*EXERCISE DESCRIPTION*: Please tally the lines in the entries below that contain the word "background" and give only that number.

*Pointing dataset entries*:
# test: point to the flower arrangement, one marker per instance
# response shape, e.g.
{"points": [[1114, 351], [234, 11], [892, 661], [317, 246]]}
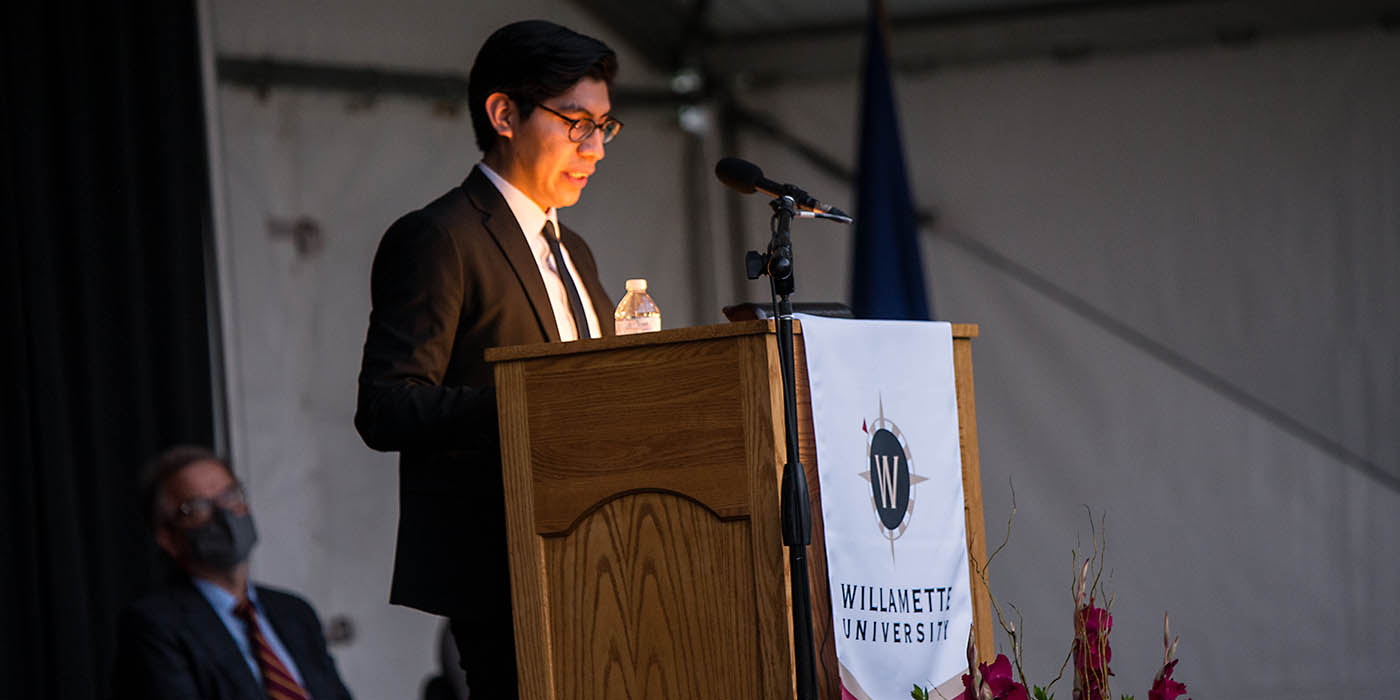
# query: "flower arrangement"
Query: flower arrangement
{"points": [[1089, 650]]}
* * *
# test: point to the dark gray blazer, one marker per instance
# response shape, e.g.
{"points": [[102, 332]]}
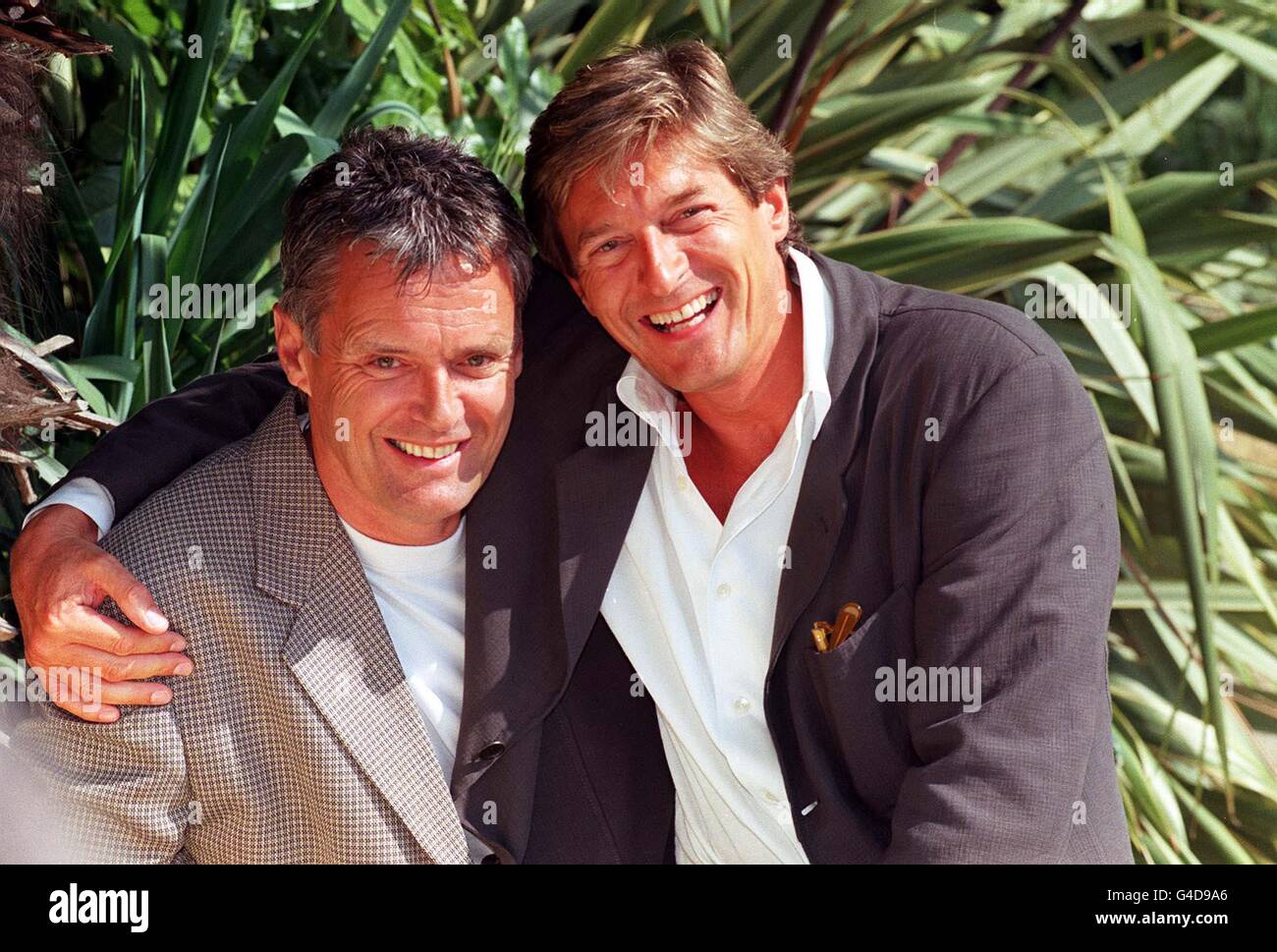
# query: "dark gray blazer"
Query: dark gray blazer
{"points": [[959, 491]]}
...
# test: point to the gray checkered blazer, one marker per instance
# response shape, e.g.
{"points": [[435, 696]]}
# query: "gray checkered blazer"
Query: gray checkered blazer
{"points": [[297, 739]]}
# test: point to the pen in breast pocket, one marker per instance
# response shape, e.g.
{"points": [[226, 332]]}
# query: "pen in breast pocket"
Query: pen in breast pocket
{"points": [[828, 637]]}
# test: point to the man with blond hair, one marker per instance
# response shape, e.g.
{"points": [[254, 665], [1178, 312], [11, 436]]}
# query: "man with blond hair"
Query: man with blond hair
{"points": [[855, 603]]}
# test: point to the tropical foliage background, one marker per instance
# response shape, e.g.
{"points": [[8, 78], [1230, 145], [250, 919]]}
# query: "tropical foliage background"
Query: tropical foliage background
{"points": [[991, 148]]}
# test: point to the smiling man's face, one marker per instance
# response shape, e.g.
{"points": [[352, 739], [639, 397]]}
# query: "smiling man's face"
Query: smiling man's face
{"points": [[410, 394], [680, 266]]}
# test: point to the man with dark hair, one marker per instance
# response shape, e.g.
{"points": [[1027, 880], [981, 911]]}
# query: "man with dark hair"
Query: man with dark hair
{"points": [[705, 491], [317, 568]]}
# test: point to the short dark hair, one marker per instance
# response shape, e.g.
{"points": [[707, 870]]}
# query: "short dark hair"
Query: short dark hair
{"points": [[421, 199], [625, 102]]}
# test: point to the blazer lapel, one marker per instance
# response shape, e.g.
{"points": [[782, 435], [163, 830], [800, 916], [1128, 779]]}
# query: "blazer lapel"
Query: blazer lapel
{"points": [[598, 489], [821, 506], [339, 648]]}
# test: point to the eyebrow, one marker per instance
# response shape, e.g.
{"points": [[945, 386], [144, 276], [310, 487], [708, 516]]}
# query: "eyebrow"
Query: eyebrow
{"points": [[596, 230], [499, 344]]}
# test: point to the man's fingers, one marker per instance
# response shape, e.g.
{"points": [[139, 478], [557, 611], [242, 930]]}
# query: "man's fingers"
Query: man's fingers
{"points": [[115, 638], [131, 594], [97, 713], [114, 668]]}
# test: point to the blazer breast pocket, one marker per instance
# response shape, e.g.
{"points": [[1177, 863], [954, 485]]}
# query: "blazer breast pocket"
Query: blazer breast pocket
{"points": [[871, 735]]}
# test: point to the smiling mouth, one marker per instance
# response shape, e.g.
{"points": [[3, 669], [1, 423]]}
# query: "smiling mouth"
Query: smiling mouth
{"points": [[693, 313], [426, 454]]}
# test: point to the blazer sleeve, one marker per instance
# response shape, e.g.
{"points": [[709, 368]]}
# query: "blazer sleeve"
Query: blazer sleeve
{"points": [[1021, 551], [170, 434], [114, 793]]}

*THE SOLUTION*: 3